Dataset records ->
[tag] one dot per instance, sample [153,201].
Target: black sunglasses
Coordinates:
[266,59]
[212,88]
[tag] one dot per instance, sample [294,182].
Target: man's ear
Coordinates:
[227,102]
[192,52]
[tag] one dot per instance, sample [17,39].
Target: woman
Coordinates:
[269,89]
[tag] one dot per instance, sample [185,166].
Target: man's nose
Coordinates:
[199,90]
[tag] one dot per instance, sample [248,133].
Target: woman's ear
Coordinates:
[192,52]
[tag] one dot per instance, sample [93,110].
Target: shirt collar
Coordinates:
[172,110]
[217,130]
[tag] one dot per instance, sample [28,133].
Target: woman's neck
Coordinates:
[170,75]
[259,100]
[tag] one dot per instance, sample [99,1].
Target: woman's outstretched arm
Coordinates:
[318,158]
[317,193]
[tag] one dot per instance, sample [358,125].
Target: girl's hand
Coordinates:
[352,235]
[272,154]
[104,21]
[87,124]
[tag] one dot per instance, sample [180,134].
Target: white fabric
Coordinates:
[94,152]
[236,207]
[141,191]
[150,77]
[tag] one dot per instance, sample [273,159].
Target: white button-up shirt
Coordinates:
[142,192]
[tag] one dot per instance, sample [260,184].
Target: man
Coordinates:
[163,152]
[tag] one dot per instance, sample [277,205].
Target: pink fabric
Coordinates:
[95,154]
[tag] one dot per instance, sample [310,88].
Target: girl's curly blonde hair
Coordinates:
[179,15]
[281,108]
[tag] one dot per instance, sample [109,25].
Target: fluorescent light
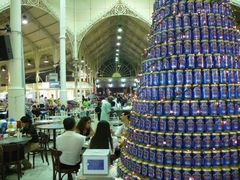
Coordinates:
[120,29]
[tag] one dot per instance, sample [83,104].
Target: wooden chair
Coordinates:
[57,169]
[43,142]
[11,157]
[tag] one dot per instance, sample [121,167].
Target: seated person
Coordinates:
[103,139]
[33,144]
[70,144]
[121,130]
[84,127]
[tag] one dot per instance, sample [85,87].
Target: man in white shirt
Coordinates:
[70,144]
[106,109]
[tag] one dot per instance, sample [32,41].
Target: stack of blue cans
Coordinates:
[185,120]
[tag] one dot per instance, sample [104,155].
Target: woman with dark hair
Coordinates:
[84,127]
[103,139]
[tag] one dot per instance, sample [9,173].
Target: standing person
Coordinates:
[70,144]
[106,109]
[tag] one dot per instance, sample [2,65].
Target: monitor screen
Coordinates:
[95,164]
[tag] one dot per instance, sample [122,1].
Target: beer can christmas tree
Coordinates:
[185,120]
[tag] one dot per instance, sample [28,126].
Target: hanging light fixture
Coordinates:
[24,19]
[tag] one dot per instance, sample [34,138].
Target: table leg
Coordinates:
[54,138]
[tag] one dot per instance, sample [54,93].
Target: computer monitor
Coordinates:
[96,162]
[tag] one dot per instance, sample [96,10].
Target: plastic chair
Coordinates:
[43,142]
[57,169]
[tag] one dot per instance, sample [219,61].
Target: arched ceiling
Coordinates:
[99,44]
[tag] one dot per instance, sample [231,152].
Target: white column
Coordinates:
[16,91]
[63,90]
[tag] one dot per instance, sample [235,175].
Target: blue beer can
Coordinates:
[234,156]
[223,91]
[195,20]
[162,92]
[174,62]
[200,127]
[196,47]
[206,91]
[225,139]
[203,19]
[170,93]
[179,47]
[168,157]
[176,108]
[155,123]
[146,153]
[196,140]
[190,61]
[213,34]
[197,73]
[223,75]
[163,77]
[178,92]
[230,107]
[197,94]
[182,61]
[159,109]
[160,155]
[213,107]
[205,46]
[187,158]
[235,173]
[215,76]
[209,124]
[171,124]
[180,124]
[177,157]
[152,154]
[216,158]
[195,109]
[151,170]
[207,143]
[216,140]
[187,140]
[214,91]
[196,34]
[144,168]
[197,158]
[140,151]
[186,173]
[163,124]
[188,92]
[207,158]
[185,108]
[208,61]
[177,173]
[178,140]
[178,21]
[190,124]
[204,33]
[171,77]
[199,61]
[167,171]
[213,45]
[225,154]
[155,93]
[234,123]
[169,140]
[187,47]
[206,76]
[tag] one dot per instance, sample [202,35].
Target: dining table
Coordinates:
[15,140]
[53,127]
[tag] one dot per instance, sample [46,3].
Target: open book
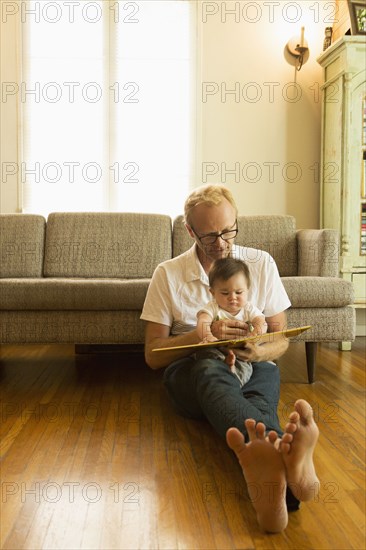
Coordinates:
[267,337]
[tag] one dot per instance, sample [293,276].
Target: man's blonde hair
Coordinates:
[210,195]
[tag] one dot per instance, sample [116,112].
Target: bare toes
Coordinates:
[250,426]
[272,437]
[290,428]
[235,440]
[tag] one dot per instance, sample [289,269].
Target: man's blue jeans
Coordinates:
[206,388]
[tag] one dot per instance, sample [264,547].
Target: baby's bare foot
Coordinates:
[264,473]
[297,448]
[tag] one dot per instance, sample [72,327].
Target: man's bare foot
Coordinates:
[297,448]
[264,473]
[230,360]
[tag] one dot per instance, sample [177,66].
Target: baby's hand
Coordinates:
[209,338]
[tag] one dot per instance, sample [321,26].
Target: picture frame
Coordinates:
[357,12]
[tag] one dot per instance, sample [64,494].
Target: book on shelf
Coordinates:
[240,343]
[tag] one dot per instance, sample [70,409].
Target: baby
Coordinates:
[229,280]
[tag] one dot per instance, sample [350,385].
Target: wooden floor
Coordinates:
[92,456]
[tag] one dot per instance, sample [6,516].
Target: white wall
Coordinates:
[271,132]
[266,139]
[9,105]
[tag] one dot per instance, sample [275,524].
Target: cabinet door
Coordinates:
[332,154]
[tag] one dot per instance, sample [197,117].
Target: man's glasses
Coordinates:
[226,235]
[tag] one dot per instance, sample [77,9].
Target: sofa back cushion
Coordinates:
[274,234]
[120,245]
[21,245]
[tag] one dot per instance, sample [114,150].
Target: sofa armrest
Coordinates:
[318,252]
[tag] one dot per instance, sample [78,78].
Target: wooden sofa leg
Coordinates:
[311,348]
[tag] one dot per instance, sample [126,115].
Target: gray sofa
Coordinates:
[81,278]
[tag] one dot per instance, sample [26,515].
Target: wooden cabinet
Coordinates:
[343,156]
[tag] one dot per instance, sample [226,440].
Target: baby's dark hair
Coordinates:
[224,268]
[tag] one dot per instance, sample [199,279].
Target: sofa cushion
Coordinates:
[318,292]
[72,294]
[274,234]
[21,245]
[120,245]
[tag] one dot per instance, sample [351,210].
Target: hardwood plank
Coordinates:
[92,456]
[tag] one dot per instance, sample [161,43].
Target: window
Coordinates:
[107,101]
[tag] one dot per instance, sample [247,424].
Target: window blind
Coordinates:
[107,105]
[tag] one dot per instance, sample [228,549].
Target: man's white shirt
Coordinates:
[179,288]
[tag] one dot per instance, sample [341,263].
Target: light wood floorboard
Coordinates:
[92,456]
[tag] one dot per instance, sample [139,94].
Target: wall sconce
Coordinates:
[298,48]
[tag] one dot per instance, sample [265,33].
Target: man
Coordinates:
[279,471]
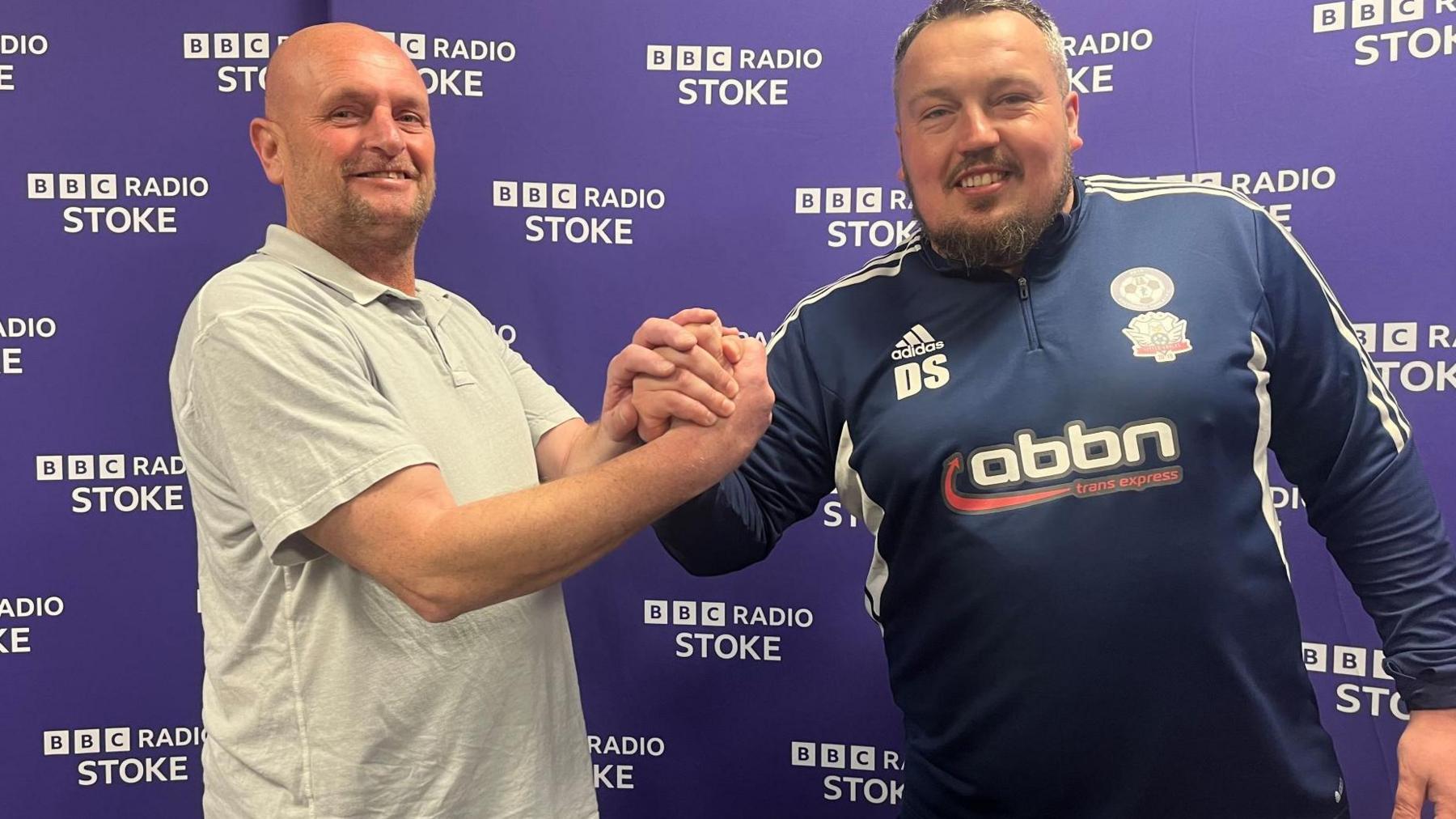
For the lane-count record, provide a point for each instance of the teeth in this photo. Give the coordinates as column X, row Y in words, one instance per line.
column 982, row 180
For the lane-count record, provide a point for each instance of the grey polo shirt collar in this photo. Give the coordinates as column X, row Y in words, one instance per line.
column 327, row 269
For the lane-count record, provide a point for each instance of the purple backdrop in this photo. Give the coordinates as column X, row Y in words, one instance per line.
column 127, row 181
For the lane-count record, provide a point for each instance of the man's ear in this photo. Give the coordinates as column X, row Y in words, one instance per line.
column 269, row 147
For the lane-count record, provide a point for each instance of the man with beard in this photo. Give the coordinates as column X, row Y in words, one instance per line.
column 1053, row 409
column 387, row 497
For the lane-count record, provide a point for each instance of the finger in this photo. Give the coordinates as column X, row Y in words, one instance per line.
column 709, row 337
column 662, row 405
column 662, row 333
column 1410, row 796
column 691, row 387
column 620, row 420
column 733, row 349
column 695, row 315
column 651, row 431
column 635, row 360
column 705, row 366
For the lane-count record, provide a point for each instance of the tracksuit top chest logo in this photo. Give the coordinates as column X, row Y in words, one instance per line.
column 925, row 369
column 1077, row 451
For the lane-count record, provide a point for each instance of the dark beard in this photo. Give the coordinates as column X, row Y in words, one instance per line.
column 1004, row 244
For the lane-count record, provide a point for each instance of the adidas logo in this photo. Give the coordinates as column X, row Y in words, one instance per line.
column 917, row 342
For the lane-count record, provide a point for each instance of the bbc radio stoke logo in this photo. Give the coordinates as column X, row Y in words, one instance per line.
column 15, row 45
column 116, row 468
column 604, row 222
column 1268, row 187
column 704, row 62
column 853, row 773
column 1366, row 697
column 138, row 767
column 112, row 189
column 718, row 615
column 1426, row 360
column 1410, row 41
column 440, row 79
column 866, row 214
column 14, row 329
column 1098, row 79
column 18, row 639
column 618, row 774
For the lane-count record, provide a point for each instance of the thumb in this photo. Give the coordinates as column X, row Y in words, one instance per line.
column 620, row 420
column 1410, row 796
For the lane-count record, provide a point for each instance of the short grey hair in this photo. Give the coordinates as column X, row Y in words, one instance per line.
column 950, row 9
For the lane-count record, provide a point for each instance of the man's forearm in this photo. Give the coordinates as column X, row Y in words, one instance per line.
column 593, row 448
column 498, row 548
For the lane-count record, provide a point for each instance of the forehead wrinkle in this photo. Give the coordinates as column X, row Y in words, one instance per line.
column 309, row 57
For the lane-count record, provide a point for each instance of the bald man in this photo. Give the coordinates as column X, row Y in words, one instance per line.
column 387, row 497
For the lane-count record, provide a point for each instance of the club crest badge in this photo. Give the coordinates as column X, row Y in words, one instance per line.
column 1143, row 289
column 1161, row 337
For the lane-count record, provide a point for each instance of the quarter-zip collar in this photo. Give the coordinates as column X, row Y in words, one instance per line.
column 1048, row 248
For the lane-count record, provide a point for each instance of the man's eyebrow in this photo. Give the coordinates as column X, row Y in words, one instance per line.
column 360, row 95
column 938, row 92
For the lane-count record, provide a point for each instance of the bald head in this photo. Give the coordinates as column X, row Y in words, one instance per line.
column 347, row 136
column 320, row 53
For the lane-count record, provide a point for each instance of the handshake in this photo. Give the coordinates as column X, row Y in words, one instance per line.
column 692, row 372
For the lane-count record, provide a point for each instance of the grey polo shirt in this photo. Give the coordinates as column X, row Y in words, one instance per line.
column 296, row 385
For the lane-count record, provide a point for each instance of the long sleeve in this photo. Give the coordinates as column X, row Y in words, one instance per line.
column 1343, row 439
column 737, row 522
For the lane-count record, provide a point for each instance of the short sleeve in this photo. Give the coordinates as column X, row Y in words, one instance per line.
column 545, row 407
column 283, row 404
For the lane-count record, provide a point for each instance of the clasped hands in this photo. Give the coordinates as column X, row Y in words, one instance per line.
column 689, row 369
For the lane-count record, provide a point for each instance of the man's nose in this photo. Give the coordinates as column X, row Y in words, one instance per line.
column 382, row 133
column 976, row 131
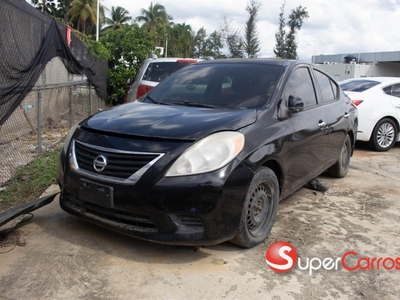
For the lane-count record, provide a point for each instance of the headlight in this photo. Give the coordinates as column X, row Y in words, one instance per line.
column 69, row 136
column 208, row 154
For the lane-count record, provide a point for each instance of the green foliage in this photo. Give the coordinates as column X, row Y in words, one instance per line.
column 128, row 47
column 98, row 50
column 286, row 46
column 31, row 180
column 119, row 17
column 251, row 42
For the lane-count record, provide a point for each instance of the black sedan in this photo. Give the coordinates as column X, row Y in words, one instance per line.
column 207, row 155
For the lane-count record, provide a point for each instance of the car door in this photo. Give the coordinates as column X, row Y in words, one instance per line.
column 306, row 134
column 337, row 112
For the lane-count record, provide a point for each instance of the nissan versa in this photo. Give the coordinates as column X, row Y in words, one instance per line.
column 206, row 155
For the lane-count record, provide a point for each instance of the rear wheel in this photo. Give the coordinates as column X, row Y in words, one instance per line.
column 341, row 167
column 384, row 135
column 259, row 209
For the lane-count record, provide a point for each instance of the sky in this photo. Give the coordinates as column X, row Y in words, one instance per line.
column 333, row 26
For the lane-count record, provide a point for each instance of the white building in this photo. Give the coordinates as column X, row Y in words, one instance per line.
column 355, row 65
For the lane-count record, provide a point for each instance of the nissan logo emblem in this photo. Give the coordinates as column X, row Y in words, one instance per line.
column 100, row 163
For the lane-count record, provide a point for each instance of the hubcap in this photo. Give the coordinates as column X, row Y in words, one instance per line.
column 385, row 135
column 258, row 210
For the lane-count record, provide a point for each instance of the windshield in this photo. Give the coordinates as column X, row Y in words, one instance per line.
column 235, row 85
column 358, row 85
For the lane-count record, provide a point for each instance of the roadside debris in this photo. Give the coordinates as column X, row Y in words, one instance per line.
column 12, row 217
column 318, row 185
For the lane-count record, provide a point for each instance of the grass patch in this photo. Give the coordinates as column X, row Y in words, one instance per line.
column 30, row 181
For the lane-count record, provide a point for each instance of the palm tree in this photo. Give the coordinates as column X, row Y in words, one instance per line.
column 119, row 17
column 183, row 40
column 156, row 20
column 84, row 13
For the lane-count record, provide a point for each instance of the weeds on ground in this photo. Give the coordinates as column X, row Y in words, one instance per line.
column 30, row 181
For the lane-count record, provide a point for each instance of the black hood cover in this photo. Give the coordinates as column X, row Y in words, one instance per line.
column 163, row 121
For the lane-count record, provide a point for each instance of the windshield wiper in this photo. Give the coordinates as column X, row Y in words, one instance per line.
column 194, row 104
column 155, row 101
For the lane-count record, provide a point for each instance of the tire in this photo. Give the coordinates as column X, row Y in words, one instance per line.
column 341, row 167
column 383, row 136
column 259, row 209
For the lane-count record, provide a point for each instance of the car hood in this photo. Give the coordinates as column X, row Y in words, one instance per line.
column 163, row 121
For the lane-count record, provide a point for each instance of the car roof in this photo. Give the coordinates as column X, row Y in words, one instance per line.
column 171, row 59
column 273, row 61
column 381, row 79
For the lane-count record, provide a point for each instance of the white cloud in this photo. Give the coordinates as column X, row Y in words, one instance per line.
column 334, row 26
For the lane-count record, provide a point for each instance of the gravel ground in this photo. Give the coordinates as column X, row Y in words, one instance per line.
column 57, row 256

Work to be completed -> Say how many lines in the entries above contain the string "table". Give the number by itself.

Solved exercise -> 2